**Exercise description**
Reproduce exactly the line in which "You are given a photograph. Could you point to the glass" occurs and all the lines after it, ending with the last line.

>> Begin

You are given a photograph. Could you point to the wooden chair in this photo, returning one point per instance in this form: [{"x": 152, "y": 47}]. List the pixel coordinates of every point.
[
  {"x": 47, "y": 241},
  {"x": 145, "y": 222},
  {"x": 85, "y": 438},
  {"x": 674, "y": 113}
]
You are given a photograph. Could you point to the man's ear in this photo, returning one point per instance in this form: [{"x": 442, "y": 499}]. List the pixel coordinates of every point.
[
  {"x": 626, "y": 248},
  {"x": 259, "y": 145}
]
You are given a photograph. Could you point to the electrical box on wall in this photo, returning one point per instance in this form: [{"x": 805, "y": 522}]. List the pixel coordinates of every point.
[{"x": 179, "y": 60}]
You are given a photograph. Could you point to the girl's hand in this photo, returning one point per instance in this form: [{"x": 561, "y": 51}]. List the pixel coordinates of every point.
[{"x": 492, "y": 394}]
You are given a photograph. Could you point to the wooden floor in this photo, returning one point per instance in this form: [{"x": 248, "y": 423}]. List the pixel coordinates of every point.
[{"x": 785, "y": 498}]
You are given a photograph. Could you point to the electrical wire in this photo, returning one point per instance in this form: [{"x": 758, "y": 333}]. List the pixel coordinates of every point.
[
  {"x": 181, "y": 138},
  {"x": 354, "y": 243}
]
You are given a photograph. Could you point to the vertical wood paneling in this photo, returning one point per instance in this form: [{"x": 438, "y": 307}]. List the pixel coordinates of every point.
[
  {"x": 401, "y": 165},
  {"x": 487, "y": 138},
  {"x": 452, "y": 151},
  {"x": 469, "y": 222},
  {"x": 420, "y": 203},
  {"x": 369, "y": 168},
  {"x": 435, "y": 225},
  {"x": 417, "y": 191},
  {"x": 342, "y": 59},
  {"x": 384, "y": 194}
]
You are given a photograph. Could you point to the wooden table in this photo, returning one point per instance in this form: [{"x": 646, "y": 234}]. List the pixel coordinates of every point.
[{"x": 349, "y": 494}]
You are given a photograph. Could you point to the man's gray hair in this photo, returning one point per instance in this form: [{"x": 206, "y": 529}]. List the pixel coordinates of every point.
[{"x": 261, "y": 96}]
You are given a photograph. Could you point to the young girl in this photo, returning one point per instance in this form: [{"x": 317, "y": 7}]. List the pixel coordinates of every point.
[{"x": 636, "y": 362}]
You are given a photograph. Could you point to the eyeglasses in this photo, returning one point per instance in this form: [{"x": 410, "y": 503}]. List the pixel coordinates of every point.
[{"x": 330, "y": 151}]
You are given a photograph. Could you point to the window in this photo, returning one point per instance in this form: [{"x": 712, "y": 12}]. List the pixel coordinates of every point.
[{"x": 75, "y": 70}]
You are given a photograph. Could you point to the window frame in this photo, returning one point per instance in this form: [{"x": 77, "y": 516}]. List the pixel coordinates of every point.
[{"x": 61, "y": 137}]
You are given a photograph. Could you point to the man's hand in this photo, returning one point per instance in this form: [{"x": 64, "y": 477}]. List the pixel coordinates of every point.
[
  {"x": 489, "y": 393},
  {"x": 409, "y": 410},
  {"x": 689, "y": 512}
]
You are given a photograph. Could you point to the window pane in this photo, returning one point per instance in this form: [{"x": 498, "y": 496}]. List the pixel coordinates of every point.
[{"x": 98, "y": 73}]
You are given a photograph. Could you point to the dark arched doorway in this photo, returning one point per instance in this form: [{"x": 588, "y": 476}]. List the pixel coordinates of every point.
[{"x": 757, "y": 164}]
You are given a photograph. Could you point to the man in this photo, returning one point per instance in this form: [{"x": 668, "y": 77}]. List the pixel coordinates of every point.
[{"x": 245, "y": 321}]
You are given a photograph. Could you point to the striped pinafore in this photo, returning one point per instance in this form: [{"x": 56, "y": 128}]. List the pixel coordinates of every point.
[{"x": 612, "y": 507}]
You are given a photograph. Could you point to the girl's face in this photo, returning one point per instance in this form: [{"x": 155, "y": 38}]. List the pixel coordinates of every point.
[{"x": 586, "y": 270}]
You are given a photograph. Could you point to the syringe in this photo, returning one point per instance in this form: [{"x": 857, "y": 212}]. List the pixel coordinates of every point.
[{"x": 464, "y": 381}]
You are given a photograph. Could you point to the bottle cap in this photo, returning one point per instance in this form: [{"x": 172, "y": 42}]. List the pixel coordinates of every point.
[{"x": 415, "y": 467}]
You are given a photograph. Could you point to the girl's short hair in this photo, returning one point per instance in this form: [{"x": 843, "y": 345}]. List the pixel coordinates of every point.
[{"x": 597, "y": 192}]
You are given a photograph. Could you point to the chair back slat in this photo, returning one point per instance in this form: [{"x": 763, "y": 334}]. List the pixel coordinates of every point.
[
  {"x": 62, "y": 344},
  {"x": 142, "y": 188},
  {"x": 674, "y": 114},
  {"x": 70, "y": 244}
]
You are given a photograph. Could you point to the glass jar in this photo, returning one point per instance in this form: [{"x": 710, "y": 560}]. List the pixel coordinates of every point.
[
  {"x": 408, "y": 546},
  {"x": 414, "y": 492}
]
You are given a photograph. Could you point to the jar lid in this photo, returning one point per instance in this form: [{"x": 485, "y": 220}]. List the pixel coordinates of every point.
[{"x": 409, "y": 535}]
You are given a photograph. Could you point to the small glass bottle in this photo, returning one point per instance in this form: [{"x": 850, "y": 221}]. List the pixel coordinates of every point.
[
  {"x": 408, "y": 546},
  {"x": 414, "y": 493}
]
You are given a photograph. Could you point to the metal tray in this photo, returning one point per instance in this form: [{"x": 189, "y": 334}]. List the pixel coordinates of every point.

>> End

**Answer for this exercise**
You are given a photograph. Could you point to the glass jar in this photo, returning one point per instance in this form: [{"x": 710, "y": 560}]. List the pixel coordinates of every point.
[
  {"x": 408, "y": 546},
  {"x": 414, "y": 492}
]
You are given a photograph. Could you point to the jar lid in this photo, returning one point per instance in this form: [{"x": 485, "y": 220}]. List the pixel coordinates of every point.
[{"x": 409, "y": 535}]
You are given a photograph. Could you point to the small glass bottle in this photo, returning one point per instance in this form: [{"x": 850, "y": 221}]. List the pixel coordinates of every point.
[
  {"x": 408, "y": 546},
  {"x": 414, "y": 493}
]
You are given a photograph. Could you point to the metal tray in this photo, returning one point per instance in this form: [{"x": 189, "y": 334}]. List the pixel coordinates of every point.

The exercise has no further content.